TASK DATA:
# # # # #
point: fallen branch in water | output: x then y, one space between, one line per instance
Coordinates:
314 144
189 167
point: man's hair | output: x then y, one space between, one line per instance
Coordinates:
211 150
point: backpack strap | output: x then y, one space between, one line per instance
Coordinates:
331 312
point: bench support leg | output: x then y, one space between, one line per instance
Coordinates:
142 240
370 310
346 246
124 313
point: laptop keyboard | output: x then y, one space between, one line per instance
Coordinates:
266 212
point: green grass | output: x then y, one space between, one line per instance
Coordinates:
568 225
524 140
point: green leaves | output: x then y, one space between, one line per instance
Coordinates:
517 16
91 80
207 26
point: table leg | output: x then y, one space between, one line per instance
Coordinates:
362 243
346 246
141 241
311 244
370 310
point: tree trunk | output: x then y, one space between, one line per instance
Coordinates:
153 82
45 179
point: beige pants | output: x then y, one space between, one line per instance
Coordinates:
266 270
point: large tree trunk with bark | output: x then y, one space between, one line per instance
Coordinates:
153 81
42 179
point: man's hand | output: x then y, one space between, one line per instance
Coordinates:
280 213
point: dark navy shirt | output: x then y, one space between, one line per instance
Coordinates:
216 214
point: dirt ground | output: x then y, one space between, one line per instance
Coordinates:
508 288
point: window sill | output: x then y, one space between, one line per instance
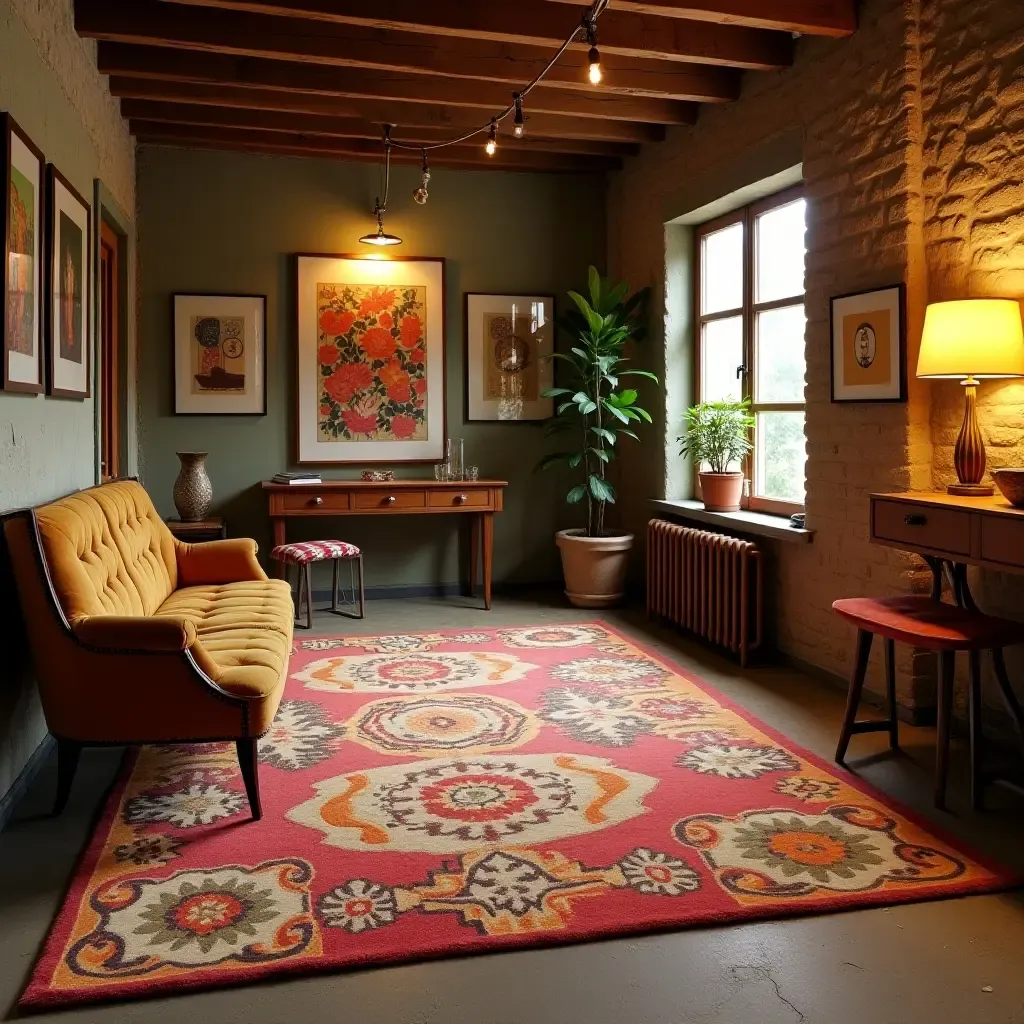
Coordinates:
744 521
# # # # #
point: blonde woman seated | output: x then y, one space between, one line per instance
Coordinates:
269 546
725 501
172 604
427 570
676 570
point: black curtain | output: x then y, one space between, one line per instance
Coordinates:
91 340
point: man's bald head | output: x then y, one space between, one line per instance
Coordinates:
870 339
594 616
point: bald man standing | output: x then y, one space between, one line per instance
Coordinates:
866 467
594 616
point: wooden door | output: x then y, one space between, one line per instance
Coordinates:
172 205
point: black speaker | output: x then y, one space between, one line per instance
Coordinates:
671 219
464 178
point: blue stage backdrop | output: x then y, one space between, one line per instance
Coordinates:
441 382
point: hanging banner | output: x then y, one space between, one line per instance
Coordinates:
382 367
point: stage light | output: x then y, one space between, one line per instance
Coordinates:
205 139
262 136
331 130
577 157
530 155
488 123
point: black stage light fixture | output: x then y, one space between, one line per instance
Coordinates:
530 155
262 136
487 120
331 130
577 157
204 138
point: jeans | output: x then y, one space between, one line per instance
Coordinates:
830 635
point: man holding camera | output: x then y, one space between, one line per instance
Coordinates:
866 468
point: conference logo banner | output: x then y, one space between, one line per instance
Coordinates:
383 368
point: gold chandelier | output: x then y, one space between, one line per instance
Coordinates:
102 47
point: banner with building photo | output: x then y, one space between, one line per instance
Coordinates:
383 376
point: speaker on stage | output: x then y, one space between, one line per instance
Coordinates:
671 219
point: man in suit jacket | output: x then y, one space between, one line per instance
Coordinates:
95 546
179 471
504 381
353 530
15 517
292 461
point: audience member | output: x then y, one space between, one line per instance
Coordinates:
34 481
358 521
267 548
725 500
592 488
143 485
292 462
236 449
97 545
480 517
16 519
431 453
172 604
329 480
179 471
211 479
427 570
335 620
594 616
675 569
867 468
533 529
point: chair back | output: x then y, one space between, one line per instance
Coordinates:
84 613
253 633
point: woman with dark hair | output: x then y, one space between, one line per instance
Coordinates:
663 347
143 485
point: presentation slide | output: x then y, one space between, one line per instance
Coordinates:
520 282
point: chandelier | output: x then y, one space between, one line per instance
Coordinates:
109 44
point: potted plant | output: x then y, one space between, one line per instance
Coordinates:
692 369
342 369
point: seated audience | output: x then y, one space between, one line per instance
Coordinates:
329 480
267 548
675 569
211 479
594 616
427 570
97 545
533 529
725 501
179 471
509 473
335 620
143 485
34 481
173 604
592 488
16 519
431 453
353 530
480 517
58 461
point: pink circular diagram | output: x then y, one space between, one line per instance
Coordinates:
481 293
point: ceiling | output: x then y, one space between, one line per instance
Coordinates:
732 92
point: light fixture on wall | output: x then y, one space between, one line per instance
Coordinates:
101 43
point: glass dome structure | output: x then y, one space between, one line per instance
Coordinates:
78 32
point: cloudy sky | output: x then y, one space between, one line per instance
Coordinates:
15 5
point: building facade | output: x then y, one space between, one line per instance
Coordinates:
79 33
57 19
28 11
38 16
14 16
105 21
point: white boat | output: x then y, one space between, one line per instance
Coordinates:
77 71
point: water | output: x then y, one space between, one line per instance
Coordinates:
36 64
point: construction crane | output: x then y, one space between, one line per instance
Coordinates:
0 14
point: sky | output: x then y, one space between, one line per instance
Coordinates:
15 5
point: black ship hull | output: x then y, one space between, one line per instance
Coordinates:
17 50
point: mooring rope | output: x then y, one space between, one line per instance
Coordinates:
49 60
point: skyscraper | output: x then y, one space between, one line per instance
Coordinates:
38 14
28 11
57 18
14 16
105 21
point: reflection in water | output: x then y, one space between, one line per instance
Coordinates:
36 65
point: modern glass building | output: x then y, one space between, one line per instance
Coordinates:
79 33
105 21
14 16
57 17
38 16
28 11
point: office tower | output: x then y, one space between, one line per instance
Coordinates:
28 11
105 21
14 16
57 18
# # # # #
TASK PROMPT:
Where the word "water" occurs in a line of the records, copy that line.

WRITTEN RESPONSE:
point: fallen branch in water | output: x then y, one space between, one line per instance
point: water | output: x then y, one space between, one line per instance
point: reflection in water | output: x then y, one space between, one line per instance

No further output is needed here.